### Given text

--- start ---

16Following the incident, the evidence indicates that the applicant’s lead hand, Ms. Sato, was called down to the security area and advised that the applicant had yelled at the security guard. Ms. Sato in turn called Ms. Tomallya who also went to the security area. The evidence of both Ms. Sato and Ms. Tomallya is that Ms. Sato was to write the applicant up for having been rude to the security guard. Neither Ms. Sato nor Ms. Tomallya had reviewed the security camera footage at this time, and the decision to write up the applicant was based on information received from the security guard.
17Ms. Sato then proceeded to the applicant’s work station. There is some dispute in the evidence as to whether Ms. Sato told the applicant that she needed to write him up, which is Ms. Sato’s evidence, or whether she also told the applicant that she was going to send him home, which is the applicant’s evidence. In any event, Ms. Sato prepared a disciplinary report for the applicant to sign. There is a portion of the disciplinary form headed “Employee Statement”, which is for the purpose of recording the employee’s response to the incident. As the applicant would not meet with Ms. Sato to discuss the incident, this section of the disciplinary form records “no comment”.
18There is no dispute in the evidence that the applicant went to his locker, took his belongings and then went to Ms. Sato’s office and handed in his swipe card and told her that he was going home. Ms. Sato asked the applicant if he was sure he wanted to do this, to which the applicant responded yes. The applicant then left the premises.
19The issue for me is whether this incident supports an allegation of racial discrimination against the applicant by Protrans or its employees. It is important to note that the security guard is not a Protrans employee, and neither he nor his employer has been named as a respondent to this Application. As a result, it is not an issue before me as to whether the applicant experienced racial discrimination by the security guard himself.
20The primary basis for the applicant’s allegation that he experienced racial discrimination by Protrans is that they accepted the security guard’s side of the story without first having spoken to him. In response, Ms. Tomallya stated that she accepted the security guard’s version of the incident because she was aware of prior incidents where the applicant had lost his temper. The respondents also took the position that the applicant would have had an opportunity to provide his side of the story had he chosen to meet with Ms. Sato to discuss the incident, as had been requested, rather than deciding to quit. By doing so, the respondents say that the applicant effectively frustrated the investigation process.
21The question for me is whether there is any basis in the evidence to support the allegation that the respondents’ actions were related to the applicant’s race or colour. I find that they were not. In making this determination, it is important to note that the security guard was not a Protrans employee, and so the respondents had no disciplinary authority over him. Moreover, as a temporary employment agency, the Irving Tissue plant where the security guard worked was a Protrans client. In this context, it does not surprise me that Protrans would not want its employees causing trouble with persons who worked for its client, Irving Tissue. I also accept Ms. Tomallya’s evidence that she found the security guard to be believable on the basis of prior direct experience with the applicant losing his temper, for which she was able to provide specific evidence of a prior incident.

--- end ---

### Provided material
--- start ---

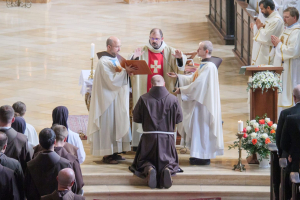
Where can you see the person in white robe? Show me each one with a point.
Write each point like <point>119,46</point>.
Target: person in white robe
<point>200,97</point>
<point>161,59</point>
<point>273,25</point>
<point>20,110</point>
<point>287,55</point>
<point>108,126</point>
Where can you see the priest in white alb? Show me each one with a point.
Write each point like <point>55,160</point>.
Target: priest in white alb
<point>108,125</point>
<point>161,59</point>
<point>287,55</point>
<point>202,124</point>
<point>273,25</point>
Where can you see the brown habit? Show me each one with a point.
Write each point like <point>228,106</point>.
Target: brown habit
<point>40,177</point>
<point>62,195</point>
<point>8,186</point>
<point>17,147</point>
<point>69,147</point>
<point>14,165</point>
<point>157,110</point>
<point>75,165</point>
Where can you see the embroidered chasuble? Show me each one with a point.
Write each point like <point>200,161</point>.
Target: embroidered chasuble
<point>156,63</point>
<point>287,55</point>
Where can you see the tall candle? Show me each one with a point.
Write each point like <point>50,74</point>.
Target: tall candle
<point>92,50</point>
<point>240,127</point>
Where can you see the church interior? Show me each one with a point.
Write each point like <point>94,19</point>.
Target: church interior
<point>44,49</point>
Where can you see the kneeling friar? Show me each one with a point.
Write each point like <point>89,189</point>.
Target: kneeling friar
<point>158,111</point>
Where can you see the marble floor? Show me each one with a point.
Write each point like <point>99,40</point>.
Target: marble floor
<point>43,50</point>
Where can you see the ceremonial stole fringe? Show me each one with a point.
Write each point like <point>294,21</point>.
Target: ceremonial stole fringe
<point>156,65</point>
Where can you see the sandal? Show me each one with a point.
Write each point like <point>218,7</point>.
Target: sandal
<point>118,157</point>
<point>109,160</point>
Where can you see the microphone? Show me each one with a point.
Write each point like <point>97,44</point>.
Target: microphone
<point>172,70</point>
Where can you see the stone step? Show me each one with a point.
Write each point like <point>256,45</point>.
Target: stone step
<point>182,192</point>
<point>214,178</point>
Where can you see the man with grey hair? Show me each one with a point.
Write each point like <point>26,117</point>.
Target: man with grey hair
<point>161,59</point>
<point>287,55</point>
<point>108,125</point>
<point>201,128</point>
<point>156,158</point>
<point>65,180</point>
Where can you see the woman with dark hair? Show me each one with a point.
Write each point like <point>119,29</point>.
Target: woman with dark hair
<point>60,116</point>
<point>19,125</point>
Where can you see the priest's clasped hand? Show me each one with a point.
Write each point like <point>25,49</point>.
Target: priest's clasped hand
<point>177,54</point>
<point>177,91</point>
<point>259,24</point>
<point>130,69</point>
<point>275,40</point>
<point>137,53</point>
<point>172,75</point>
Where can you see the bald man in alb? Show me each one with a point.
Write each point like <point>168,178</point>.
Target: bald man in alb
<point>108,126</point>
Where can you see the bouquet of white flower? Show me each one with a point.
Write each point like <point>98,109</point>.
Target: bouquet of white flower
<point>265,80</point>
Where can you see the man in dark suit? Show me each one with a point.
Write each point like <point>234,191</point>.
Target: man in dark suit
<point>282,118</point>
<point>17,145</point>
<point>12,164</point>
<point>41,173</point>
<point>65,179</point>
<point>8,185</point>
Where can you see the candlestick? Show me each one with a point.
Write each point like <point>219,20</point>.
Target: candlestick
<point>92,50</point>
<point>239,166</point>
<point>240,126</point>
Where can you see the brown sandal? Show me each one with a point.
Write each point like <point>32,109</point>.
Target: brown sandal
<point>109,160</point>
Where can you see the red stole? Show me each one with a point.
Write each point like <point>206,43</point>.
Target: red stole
<point>156,65</point>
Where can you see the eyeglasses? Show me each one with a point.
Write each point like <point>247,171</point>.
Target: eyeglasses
<point>155,39</point>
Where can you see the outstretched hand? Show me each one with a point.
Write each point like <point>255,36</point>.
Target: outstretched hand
<point>137,53</point>
<point>275,40</point>
<point>172,75</point>
<point>177,54</point>
<point>130,69</point>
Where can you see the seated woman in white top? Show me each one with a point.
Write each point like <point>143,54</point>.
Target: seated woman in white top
<point>20,110</point>
<point>60,116</point>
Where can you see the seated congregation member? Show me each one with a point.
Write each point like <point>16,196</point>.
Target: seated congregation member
<point>8,184</point>
<point>279,132</point>
<point>30,132</point>
<point>69,147</point>
<point>17,145</point>
<point>65,180</point>
<point>40,176</point>
<point>156,158</point>
<point>19,125</point>
<point>12,164</point>
<point>202,125</point>
<point>60,116</point>
<point>61,133</point>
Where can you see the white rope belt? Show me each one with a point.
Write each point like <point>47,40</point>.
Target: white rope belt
<point>149,132</point>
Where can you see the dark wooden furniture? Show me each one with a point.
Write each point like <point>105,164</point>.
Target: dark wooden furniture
<point>221,16</point>
<point>244,15</point>
<point>266,102</point>
<point>273,149</point>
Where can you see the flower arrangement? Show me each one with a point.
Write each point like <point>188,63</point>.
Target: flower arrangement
<point>257,135</point>
<point>265,80</point>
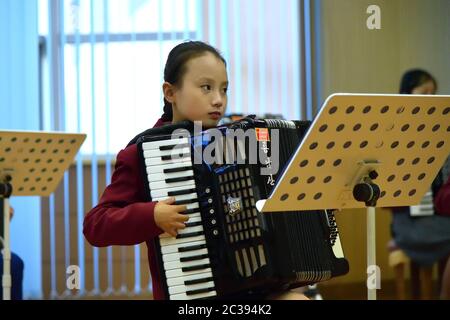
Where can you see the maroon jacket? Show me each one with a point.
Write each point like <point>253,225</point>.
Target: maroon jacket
<point>442,200</point>
<point>122,216</point>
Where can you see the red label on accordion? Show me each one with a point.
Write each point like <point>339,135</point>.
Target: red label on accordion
<point>262,134</point>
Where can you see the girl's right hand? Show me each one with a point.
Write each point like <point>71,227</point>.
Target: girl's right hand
<point>168,217</point>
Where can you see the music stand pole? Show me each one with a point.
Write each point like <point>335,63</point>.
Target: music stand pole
<point>369,192</point>
<point>403,137</point>
<point>5,193</point>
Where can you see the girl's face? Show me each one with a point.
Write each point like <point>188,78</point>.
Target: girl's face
<point>202,95</point>
<point>426,88</point>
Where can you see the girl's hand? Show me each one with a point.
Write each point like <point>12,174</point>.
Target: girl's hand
<point>168,216</point>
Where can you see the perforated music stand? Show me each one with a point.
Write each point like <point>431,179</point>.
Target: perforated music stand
<point>31,164</point>
<point>361,147</point>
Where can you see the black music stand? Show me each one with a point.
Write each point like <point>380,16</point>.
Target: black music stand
<point>366,151</point>
<point>31,164</point>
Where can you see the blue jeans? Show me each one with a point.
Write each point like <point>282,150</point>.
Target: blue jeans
<point>16,276</point>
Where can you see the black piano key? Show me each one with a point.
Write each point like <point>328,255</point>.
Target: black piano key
<point>180,192</point>
<point>191,234</point>
<point>192,292</point>
<point>179,179</point>
<point>193,258</point>
<point>187,201</point>
<point>190,211</point>
<point>190,248</point>
<point>193,224</point>
<point>174,157</point>
<point>179,169</point>
<point>194,268</point>
<point>173,146</point>
<point>197,281</point>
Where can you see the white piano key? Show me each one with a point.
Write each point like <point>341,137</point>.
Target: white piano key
<point>182,197</point>
<point>190,229</point>
<point>184,296</point>
<point>177,256</point>
<point>148,154</point>
<point>181,280</point>
<point>161,168</point>
<point>164,193</point>
<point>174,248</point>
<point>163,184</point>
<point>163,176</point>
<point>168,142</point>
<point>158,161</point>
<point>180,273</point>
<point>184,288</point>
<point>177,264</point>
<point>172,240</point>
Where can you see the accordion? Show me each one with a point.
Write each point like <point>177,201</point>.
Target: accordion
<point>228,248</point>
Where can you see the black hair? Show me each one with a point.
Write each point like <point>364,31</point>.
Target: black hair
<point>415,78</point>
<point>176,66</point>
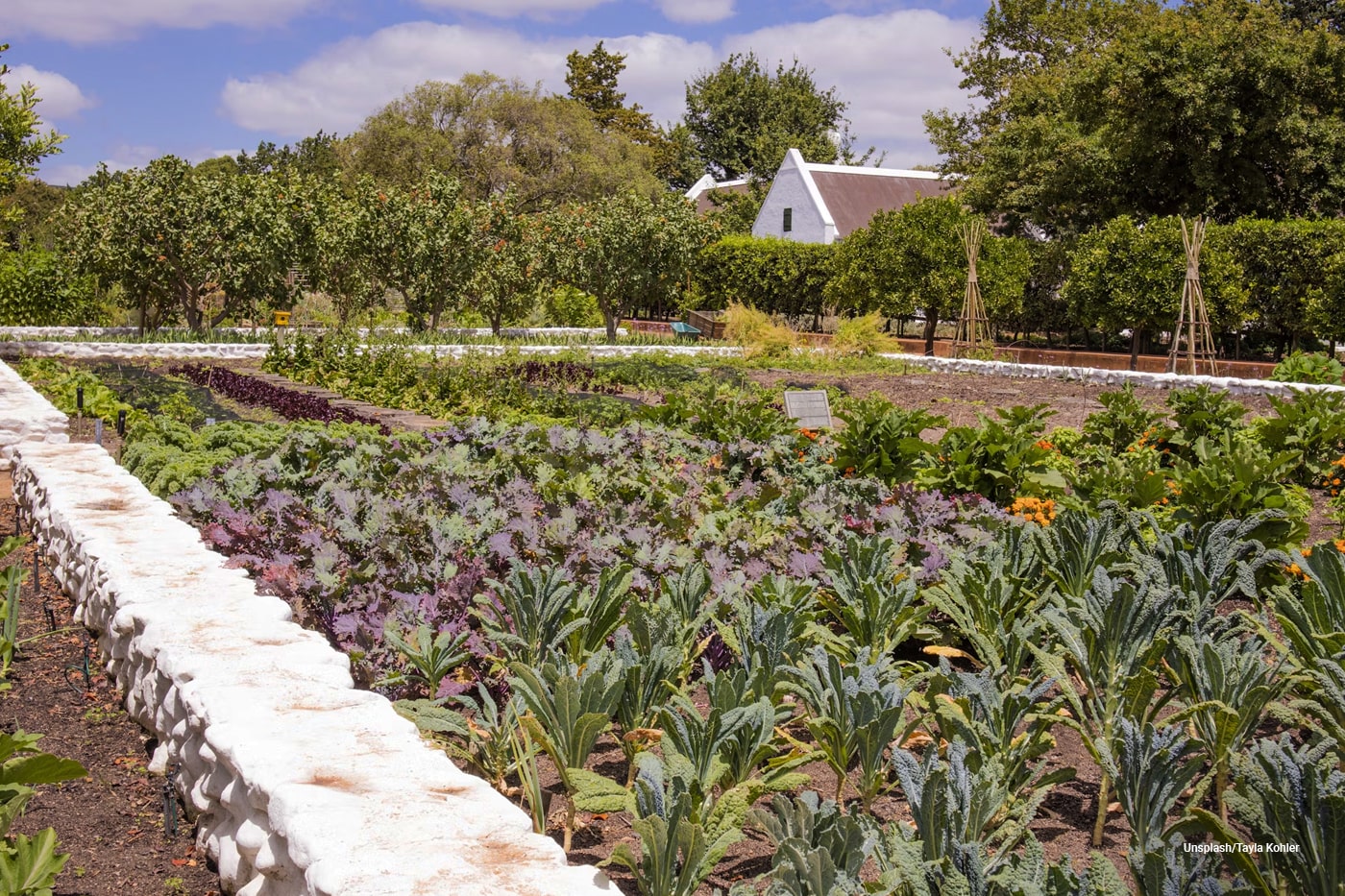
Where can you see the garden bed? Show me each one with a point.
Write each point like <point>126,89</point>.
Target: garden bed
<point>406,552</point>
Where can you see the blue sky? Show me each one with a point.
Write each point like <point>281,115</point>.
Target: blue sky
<point>132,80</point>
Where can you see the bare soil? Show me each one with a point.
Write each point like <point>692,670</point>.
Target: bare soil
<point>111,821</point>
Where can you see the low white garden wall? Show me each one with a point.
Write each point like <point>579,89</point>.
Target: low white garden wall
<point>104,350</point>
<point>299,782</point>
<point>24,415</point>
<point>1110,376</point>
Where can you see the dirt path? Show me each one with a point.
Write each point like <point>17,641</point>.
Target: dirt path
<point>110,822</point>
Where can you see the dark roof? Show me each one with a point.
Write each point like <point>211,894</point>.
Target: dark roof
<point>854,198</point>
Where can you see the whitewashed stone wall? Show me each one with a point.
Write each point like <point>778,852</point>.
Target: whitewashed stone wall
<point>1109,376</point>
<point>94,350</point>
<point>300,784</point>
<point>104,350</point>
<point>24,415</point>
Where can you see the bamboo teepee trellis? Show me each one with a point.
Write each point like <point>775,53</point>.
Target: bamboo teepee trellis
<point>1193,343</point>
<point>972,326</point>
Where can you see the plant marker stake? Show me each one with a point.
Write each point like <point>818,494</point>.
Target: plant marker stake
<point>170,804</point>
<point>84,664</point>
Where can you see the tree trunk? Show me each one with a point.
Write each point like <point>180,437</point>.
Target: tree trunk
<point>434,311</point>
<point>1136,335</point>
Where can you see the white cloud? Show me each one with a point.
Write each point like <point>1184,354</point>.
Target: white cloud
<point>67,174</point>
<point>121,157</point>
<point>61,97</point>
<point>891,67</point>
<point>511,9</point>
<point>346,83</point>
<point>697,11</point>
<point>97,20</point>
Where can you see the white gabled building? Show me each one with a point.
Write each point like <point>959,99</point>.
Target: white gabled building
<point>820,204</point>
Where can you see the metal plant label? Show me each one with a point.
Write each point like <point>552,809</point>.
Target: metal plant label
<point>810,409</point>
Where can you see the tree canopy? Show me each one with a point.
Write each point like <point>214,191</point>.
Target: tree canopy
<point>625,249</point>
<point>1092,109</point>
<point>22,141</point>
<point>1126,276</point>
<point>592,80</point>
<point>182,242</point>
<point>743,118</point>
<point>493,134</point>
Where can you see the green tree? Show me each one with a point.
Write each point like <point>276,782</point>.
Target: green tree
<point>1088,110</point>
<point>1126,276</point>
<point>26,214</point>
<point>315,157</point>
<point>912,258</point>
<point>510,274</point>
<point>343,251</point>
<point>1294,276</point>
<point>37,289</point>
<point>181,242</point>
<point>427,244</point>
<point>625,249</point>
<point>594,83</point>
<point>675,159</point>
<point>217,167</point>
<point>743,118</point>
<point>22,144</point>
<point>775,276</point>
<point>495,134</point>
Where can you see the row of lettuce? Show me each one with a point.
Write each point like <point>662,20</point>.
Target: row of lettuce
<point>29,862</point>
<point>678,621</point>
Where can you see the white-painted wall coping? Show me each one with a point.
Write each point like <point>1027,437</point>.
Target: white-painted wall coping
<point>1110,376</point>
<point>300,784</point>
<point>69,332</point>
<point>90,350</point>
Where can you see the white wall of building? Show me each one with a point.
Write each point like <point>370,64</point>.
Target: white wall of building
<point>794,188</point>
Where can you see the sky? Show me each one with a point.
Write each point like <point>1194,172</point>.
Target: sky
<point>134,80</point>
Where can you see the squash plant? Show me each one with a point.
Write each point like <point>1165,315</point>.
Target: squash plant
<point>29,865</point>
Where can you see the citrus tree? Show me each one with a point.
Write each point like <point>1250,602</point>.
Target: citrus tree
<point>22,144</point>
<point>508,258</point>
<point>345,254</point>
<point>1129,275</point>
<point>181,242</point>
<point>625,248</point>
<point>427,244</point>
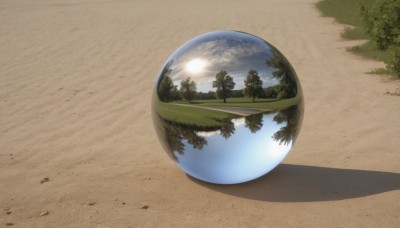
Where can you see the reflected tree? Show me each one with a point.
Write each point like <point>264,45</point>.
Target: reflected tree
<point>224,84</point>
<point>282,70</point>
<point>253,84</point>
<point>254,122</point>
<point>173,138</point>
<point>291,117</point>
<point>227,129</point>
<point>174,133</point>
<point>193,139</point>
<point>188,89</point>
<point>166,90</point>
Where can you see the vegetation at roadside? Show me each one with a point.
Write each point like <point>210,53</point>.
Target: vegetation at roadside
<point>376,20</point>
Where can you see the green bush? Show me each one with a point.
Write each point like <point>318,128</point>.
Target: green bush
<point>393,63</point>
<point>382,23</point>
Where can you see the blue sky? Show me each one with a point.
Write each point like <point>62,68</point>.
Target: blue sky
<point>233,52</point>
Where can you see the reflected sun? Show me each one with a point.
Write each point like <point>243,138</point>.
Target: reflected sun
<point>196,66</point>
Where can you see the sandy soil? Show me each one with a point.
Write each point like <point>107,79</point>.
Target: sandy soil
<point>75,85</point>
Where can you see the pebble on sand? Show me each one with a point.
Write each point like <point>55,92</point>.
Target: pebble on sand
<point>46,179</point>
<point>44,213</point>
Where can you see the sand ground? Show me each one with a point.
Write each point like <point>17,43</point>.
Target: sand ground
<point>75,84</point>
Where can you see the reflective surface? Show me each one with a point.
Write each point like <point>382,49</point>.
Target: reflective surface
<point>227,107</point>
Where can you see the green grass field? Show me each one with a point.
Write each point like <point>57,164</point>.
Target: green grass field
<point>247,102</point>
<point>199,116</point>
<point>191,115</point>
<point>348,12</point>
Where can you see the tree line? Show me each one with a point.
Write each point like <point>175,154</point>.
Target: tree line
<point>225,85</point>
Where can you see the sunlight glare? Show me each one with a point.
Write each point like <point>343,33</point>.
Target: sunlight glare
<point>196,66</point>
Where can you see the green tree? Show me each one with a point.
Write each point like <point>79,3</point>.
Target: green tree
<point>224,84</point>
<point>382,22</point>
<point>287,87</point>
<point>253,84</point>
<point>188,89</point>
<point>254,122</point>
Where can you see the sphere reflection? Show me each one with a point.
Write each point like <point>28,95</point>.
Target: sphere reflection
<point>227,107</point>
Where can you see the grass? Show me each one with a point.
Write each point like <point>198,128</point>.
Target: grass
<point>245,102</point>
<point>191,115</point>
<point>348,12</point>
<point>199,116</point>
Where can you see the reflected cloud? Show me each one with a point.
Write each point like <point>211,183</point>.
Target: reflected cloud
<point>227,107</point>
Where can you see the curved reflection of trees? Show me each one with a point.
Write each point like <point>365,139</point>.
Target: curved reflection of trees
<point>254,122</point>
<point>287,87</point>
<point>290,116</point>
<point>227,129</point>
<point>174,134</point>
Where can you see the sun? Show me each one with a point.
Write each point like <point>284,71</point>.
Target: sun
<point>196,66</point>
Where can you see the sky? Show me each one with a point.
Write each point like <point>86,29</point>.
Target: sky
<point>233,52</point>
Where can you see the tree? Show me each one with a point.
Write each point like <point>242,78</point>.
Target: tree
<point>254,122</point>
<point>292,118</point>
<point>224,84</point>
<point>188,89</point>
<point>382,22</point>
<point>253,84</point>
<point>287,87</point>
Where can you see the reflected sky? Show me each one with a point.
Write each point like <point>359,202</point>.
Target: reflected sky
<point>232,160</point>
<point>227,107</point>
<point>215,52</point>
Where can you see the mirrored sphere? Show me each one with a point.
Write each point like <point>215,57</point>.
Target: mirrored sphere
<point>227,107</point>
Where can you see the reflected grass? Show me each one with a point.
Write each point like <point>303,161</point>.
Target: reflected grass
<point>192,115</point>
<point>246,102</point>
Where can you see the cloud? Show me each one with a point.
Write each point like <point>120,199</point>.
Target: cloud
<point>236,56</point>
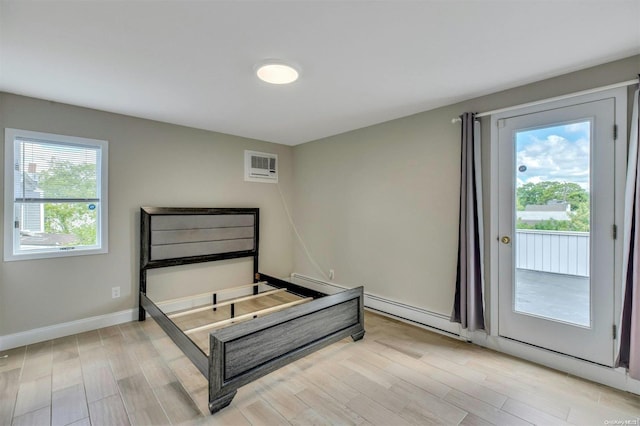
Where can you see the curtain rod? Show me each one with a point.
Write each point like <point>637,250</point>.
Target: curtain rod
<point>557,98</point>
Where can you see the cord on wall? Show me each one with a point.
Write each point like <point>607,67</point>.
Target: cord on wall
<point>295,230</point>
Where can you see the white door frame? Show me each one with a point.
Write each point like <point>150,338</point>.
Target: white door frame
<point>492,243</point>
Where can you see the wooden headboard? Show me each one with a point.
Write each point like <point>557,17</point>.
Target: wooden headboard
<point>171,236</point>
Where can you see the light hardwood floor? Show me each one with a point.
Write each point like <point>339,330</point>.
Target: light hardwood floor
<point>398,374</point>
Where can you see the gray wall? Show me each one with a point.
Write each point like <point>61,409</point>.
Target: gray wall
<point>150,164</point>
<point>380,205</point>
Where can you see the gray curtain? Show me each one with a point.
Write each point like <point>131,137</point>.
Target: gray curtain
<point>629,337</point>
<point>468,308</point>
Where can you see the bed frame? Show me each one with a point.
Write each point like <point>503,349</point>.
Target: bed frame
<point>243,351</point>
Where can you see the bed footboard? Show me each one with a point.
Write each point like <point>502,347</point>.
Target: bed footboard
<point>247,351</point>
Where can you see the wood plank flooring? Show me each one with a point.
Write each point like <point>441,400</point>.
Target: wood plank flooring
<point>397,375</point>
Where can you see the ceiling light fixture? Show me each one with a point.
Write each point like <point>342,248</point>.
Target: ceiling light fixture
<point>276,72</point>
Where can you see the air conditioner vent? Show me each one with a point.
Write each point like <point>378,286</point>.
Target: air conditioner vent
<point>260,167</point>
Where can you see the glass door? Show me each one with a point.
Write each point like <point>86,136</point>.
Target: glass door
<point>556,219</point>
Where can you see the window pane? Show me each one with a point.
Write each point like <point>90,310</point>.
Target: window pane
<point>59,187</point>
<point>56,225</point>
<point>53,170</point>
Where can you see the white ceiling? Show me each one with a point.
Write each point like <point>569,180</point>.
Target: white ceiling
<point>362,62</point>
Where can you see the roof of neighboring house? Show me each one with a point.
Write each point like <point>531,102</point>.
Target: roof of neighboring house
<point>554,207</point>
<point>537,216</point>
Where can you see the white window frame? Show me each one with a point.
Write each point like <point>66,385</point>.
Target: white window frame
<point>11,238</point>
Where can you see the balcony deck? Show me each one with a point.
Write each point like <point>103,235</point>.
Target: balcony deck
<point>559,296</point>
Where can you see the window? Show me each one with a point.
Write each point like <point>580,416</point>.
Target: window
<point>55,195</point>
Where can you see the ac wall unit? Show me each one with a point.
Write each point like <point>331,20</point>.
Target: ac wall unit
<point>260,167</point>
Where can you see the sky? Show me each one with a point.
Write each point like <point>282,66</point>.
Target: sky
<point>558,153</point>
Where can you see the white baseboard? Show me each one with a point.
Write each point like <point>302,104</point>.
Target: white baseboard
<point>93,323</point>
<point>391,308</point>
<point>613,377</point>
<point>66,329</point>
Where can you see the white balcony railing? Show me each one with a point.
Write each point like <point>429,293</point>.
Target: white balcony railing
<point>560,252</point>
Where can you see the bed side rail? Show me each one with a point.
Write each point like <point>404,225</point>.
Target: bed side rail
<point>250,350</point>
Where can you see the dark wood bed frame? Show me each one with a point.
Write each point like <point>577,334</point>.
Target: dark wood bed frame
<point>244,351</point>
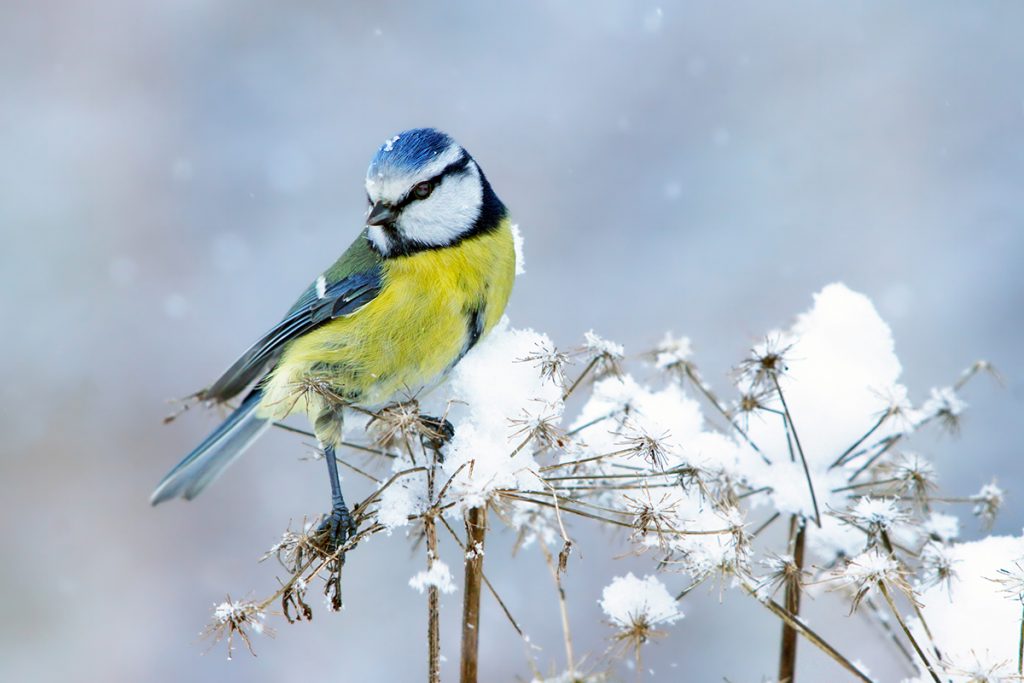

--- end ---

Translate this sentence from the discrimination decision into Spanish: "Ms. Sato asked the applicant if he was sure he wanted to do this, to which the applicant responded yes."

La Sra. Sato le preguntó al solicitante si estaba seguro de que quería hacer esto, a lo que el solicitante respondió que sí.